■ **文書の一節**
鉄道車両はもとより、今後の自動車のブレーキ装置は、機構の異なる二種類のブレーキ制御装置が並列に接続された構成となりつつある。このような、ブレーキ制御装置では、2つの制御装置が相互干渉しないブレーキ制御方法が必須である。特に、雨天時など滑走が発生しやすいときは、制御方法が複雑になる。
本発明を適用できる鉄道列車のブレーキシステム構成の概要図。 鉄道車両のブレーキ装置の具体的な構成例を示すブロック図。 鉄道車両のブレーキ装置の他の具体的な構成例を示すブロック図。 本発明の一実施例による列車制御装置1における制動制御処理フロー図。 本発明の一実施例による電気ブレーキ制御装置(電制)3における制動制御処理フロー図。 本発明の第1の実施例による制御結果の一例を示す動作タイムチャート。 比較例の制動装置の制御動作タイムチャート。 本発明の第2の実施例による制御結果の一例を示す動作タイムチャート。 本発明の第3の実施例による制御結果の一例を示す動作タイムチャート。 本発明の第4の実施例による制御結果の一例を示す動作タイムチャート。 本発明を適用できる鉄道列車のブレーキ装置の制御単位の異なる第1の具体的な構成例を示すブロック図。 本発明を適用できる鉄道列車のブレーキ装置の制御単位の異なる第2の具体的な構成例を示すブロック図。 本発明を適用できる鉄道列車のブレーキ装置の制御単位の異なる第3の具体的な構成例を示すブロック図。 本発明を適用できる鉄道列車のブレーキ装置の制御単位の異なる第4の具体的な構成例を示すブロック図。 本発明の第5の実施例による制御結果の一例を示す動作タイムチャート。
符号の説明
1…列車制御装置、2…車両駆動装置、3…電気ブレーキ制御装置(電制)、4…空気ブレーキ制御装置(空制)、5…車輪(車軸)、6…車両、SS…滑走検知信号、B3…電気ブレーキ制御装置への減速力指令、B4…空気ブレーキ制御装置への減速力指令、B0…総合減速力指令、A3…電気ブレーキの減速力、A4…空気ブレーキの減速力。

Claims (16)

  1. 動輪に回転力を与えて移動体を加速し、前記動輪に減速力を与えて前記移動体を減速させる車両駆動装置と、前記動輪に並列的に減速力を与える2つの独立した減速制御装置と、前記動輪の滑走を検知する滑走検知装置を備えた移動体の制動装置において、前記動輪の滑走を検知したとき、一方の前記減速制御装置への減速力指令を保持するとともに、他方の前記減速制御装置への減速力指令を、滑走を検知する毎に低減する手段を備えたことを特徴とする移動体の制動装置。

■ **指示 1**
ブレーキ装置に関する文書によれば、二つの制御装置が相互に干渉しないブレーキ制御方法が必須とされるのはなぜですか。一、二文で説明してください。
■ **指示 2**
ブレーキ装置に関する文書の符号の説明において、「B0」は何を表していますか。
■ **指示 3**
ブレーキ装置に関する文書から、「鉄道車両はもとより、今後の自」から「Claims (16)」までの箇所を抜き出してください。

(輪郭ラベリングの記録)

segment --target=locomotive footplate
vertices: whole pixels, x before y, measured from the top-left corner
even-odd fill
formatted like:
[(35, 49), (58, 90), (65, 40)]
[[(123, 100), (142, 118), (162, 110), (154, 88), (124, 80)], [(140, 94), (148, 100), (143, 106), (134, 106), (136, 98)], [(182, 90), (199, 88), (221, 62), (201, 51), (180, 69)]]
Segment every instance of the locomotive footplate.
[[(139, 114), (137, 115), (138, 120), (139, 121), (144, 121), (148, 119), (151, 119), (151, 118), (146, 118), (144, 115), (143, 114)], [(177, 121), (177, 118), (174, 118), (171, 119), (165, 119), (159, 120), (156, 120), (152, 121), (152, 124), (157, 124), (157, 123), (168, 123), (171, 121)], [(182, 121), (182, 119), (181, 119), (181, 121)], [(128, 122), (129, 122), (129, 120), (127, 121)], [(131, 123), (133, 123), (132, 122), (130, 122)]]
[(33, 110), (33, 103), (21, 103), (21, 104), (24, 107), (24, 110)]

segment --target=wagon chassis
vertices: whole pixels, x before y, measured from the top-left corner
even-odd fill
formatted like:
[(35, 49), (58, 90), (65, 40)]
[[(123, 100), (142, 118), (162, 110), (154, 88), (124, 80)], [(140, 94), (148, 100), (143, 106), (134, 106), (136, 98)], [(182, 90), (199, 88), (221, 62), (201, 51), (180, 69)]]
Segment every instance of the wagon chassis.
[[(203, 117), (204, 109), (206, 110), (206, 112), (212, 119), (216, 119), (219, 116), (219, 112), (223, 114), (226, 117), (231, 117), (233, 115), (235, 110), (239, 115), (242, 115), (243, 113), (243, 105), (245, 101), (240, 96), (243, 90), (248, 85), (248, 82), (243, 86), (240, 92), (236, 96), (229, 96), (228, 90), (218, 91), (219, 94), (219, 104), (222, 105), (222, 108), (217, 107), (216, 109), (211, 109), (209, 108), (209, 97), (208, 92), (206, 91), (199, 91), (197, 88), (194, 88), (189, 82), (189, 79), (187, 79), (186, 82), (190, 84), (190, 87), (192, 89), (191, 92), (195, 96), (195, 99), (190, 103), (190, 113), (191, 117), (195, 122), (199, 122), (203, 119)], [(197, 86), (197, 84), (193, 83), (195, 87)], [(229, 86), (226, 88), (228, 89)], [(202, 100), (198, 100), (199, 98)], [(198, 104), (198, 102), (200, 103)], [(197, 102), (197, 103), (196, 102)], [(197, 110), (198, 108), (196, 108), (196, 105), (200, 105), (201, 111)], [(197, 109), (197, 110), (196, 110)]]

■ **回答 1**
ブレーキ装置が、機構の異なる二種類のブレーキ制御装置を並列に接続した構成になりつつあるためです。

■ **回答 2**
総合減速力指令です。

■ **回答 3**
鉄道車両はもとより、今後の自動車のブレーキ装置は、機構の異なる二種類のブレーキ制御装置が並列に接続された構成となりつつある。このような、ブレーキ制御装置では、2つの制御装置が相互干渉しないブレーキ制御方法が必須である。特に、雨天時など滑走が発生しやすいときは、制御方法が複雑になる。
本発明を適用できる鉄道列車のブレーキシステム構成の概要図。 鉄道車両のブレーキ装置の具体的な構成例を示すブロック図。 鉄道車両のブレーキ装置の他の具体的な構成例を示すブロック図。 本発明の一実施例による列車制御装置1における制動制御処理フロー図。 本発明の一実施例による電気ブレーキ制御装置(電制)3における制動制御処理フロー図。 本発明の第1の実施例による制御結果の一例を示す動作タイムチャート。 比較例の制動装置の制御動作タイムチャート。 本発明の第2の実施例による制御結果の一例を示す動作タイムチャート。 本発明の第3の実施例による制御結果の一例を示す動作タイムチャート。 本発明の第4の実施例による制御結果の一例を示す動作タイムチャート。 本発明を適用できる鉄道列車のブレーキ装置の制御単位の異なる第1の具体的な構成例を示すブロック図。 本発明を適用できる鉄道列車のブレーキ装置の制御単位の異なる第2の具体的な構成例を示すブロック図。 本発明を適用できる鉄道列車のブレーキ装置の制御単位の異なる第3の具体的な構成例を示すブロック図。 本発明を適用できる鉄道列車のブレーキ装置の制御単位の異なる第4の具体的な構成例を示すブロック図。 本発明の第5の実施例による制御結果の一例を示す動作タイムチャート。
符号の説明
1…列車制御装置、2…車両駆動装置、3…電気ブレーキ制御装置(電制)、4…空気ブレーキ制御装置(空制)、5…車輪(車軸)、6…車両、SS…滑走検知信号、B3…電気ブレーキ制御装置への減速力指令、B4…空気ブレーキ制御装置への減速力指令、B0…総合減速力指令、A3…電気ブレーキの減速力、A4…空気ブレーキの減速力。

Claims (16)